### DATASET RECORDS

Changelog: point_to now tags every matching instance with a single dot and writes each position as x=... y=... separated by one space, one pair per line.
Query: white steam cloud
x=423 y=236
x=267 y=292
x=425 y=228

######

* **REQUIRED ACTION**
Nothing in the data may be left out. Copy all of it exactly.

* **ANSWER SECTION**
Changelog: point_to now tags every matching instance with a single dot and writes each position as x=... y=... separated by one space, one pair per line.
Query: white steam cloud
x=423 y=236
x=267 y=292
x=425 y=228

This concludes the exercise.